Out with the Old? James Carroll of the Louisville Courier-Journal: "After two polls in his favor, Senate Minority Leader Mitch McConnell has slipped behind Democratic challenger Alison Lundergan Grimes in his re-election bid, according to the latest Bluegrass Poll. Grimes, Kentucky's secretary of state, now leads the five-term senator 46 percent to 44 percent among likely voters, the survey found. Libertarian candidate David Patterson had 3 percent support in the poll, while 7 percent of likely voters said they were undecided.... Perhaps the most alarming number for McConnell is that 57 percent of registered voters surveyed said that after 30 years in office, it's time for him to be replaced. That sentiment was shared by 33 percent of conservatives and 27 percent of Republicans." CW: I'm not getting my hopes up. Much.

Beyond the Beltway

Charles Pierce details the atrocities of the Philadelphia School Reform Commission (i.e., school board), which in a secret session yesterday, tossed the teachers' union contract, established work rules that will remind you of the conditions under which tenant farmers & company-town denizens lived in the bad old days, & cut benefits to retired teachers. The governor appoints three of the commission's members & the mayor appoints two. Thanks to MAG for the link.

Okra Bust. Christopher Ingraham of the Washington Post: "Georgia police raided a retired Atlanta man's garden last Wednesday after a helicopter crew with the Governor's Task Force for Drug Suppression spotted suspicious-looking plants on the man's property. A heavily-armed K9 unit arrived and discovered that the plants were, in fact, okra bushes.... Marijuana eradication programs, like the one that sent the helicopter up above the Georgia man's house, are typically funded partly via the Drug Enforcement Agency's Cannabis Eradication Program. Many of these funds come from the controversial asset forfeiture programs, which allow law enforcement officials to seize property from citizens never even charged - much less convicted - of a crime."

_Work item 1_. In the news roundup, what share of likely voters backed Alison Lundergan Grimes in the latest Bluegrass Poll?
_Work item 2_. Continue the news roundup past its last sentence.

Stored items from a collection:
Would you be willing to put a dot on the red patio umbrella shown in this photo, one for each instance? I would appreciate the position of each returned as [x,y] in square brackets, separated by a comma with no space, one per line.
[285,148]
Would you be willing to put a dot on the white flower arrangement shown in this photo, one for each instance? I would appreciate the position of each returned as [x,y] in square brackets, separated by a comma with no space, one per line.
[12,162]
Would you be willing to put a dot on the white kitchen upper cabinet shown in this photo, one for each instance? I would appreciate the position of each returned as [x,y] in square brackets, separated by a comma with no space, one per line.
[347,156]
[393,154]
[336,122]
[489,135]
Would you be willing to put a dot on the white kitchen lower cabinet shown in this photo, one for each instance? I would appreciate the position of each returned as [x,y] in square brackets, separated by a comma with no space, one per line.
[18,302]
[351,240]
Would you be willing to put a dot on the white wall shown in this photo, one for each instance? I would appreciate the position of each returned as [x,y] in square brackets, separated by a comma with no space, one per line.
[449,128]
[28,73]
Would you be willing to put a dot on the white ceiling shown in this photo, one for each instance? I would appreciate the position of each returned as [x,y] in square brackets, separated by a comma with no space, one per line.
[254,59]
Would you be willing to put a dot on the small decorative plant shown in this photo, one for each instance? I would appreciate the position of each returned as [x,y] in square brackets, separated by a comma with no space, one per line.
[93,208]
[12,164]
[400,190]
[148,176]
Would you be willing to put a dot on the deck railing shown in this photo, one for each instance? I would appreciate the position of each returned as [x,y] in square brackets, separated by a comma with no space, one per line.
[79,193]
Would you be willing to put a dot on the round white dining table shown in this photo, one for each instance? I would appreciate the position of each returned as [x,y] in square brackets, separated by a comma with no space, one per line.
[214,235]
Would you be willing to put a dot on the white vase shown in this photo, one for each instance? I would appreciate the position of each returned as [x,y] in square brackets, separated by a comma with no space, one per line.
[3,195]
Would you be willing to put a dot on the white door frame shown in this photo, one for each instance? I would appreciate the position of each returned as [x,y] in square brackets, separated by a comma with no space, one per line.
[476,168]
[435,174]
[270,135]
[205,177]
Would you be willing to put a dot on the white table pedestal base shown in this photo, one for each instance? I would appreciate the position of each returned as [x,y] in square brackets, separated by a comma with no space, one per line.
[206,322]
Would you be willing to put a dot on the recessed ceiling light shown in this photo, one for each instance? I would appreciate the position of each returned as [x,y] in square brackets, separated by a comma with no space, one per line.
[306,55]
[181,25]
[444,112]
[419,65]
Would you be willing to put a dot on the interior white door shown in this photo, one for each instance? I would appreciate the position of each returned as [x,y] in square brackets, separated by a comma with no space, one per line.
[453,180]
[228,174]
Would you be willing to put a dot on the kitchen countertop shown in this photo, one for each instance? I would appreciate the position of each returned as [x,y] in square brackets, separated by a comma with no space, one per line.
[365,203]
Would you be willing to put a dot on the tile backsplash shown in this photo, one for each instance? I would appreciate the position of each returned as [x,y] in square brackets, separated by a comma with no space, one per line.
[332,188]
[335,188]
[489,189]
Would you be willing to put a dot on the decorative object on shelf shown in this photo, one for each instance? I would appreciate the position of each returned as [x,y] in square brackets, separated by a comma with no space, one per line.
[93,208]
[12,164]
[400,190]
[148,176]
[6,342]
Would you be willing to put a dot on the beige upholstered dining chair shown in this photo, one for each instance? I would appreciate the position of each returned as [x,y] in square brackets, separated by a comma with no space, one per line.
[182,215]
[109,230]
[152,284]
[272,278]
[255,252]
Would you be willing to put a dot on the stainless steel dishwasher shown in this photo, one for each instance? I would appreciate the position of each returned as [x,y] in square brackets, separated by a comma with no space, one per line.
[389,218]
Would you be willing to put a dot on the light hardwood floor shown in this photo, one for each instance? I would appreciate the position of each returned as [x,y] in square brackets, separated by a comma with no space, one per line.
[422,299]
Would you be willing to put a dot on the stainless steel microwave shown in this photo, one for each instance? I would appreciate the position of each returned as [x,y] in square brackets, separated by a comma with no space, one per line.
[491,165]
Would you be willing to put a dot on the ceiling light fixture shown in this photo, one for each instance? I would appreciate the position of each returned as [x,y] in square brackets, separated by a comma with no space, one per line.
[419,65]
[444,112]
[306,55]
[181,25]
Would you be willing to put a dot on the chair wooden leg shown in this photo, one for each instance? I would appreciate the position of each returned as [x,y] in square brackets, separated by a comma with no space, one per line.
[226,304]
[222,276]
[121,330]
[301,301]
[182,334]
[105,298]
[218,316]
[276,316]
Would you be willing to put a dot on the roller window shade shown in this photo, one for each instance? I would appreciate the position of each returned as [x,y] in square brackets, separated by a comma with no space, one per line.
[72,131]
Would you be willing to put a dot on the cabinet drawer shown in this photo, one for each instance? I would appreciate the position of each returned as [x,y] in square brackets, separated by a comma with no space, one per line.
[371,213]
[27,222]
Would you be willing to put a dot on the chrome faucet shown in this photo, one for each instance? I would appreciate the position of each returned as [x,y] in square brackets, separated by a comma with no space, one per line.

_Response box 1_. 46 percent

_Response box 2_.
Randal Archibold of the New York Times tells the horrifying story of Mexican policy likely slaughtering high school boys last month. "The state prosecutor investigating why the police opened fire on students from their vehicles has found mass graves in Iguala -- the small industrial city where the confrontations occurred -- containing 28 badly burned and dismembered bodies. The prosecutors had already arrested 22 police officers after the clashes, saying the officers secretly worked for, or were members of, a local gang. Now they are investigating whether the police apprehended the students after the confrontation and deliberately turned them over to the local gang.... The students were not known to have criminal ties.... The mayor and the police chief of Iguala are now on the run...."

News Ledes

Los Angeles Times: Some Ebola experts are concerned the current strain of the virus may spread more readily than has been assumed.

New York Times: "Warplanes from the American-led coalition fighting militants of the Islamic State were reported on Tuesday to have struck targets in Syria near the Turkish border in support of Kurdish forces locked in street fighting with the militants. If confirmed, the reports could indicate an escalation in American-led efforts to help the Kurds resist, if not repel, an onslaught by the Sunni militants whose forces control portions of Syria and Iraq."

Washington Post: "At an announcement in Stockholm on Tuesday, the Nobel Prize committee awarded this year's prize in physics to Isamu Akasaki, Hiroshi Amano and Shuji Nakamura. The three men -- Akasaki from Meijo University, Amano from Nagoya University (both in Nagoya, Japan) and Nakamura from UC Santa Barbara -- produced blue light beams from their semi-conductors in the early 1990s." The Los Angeles Times story is here.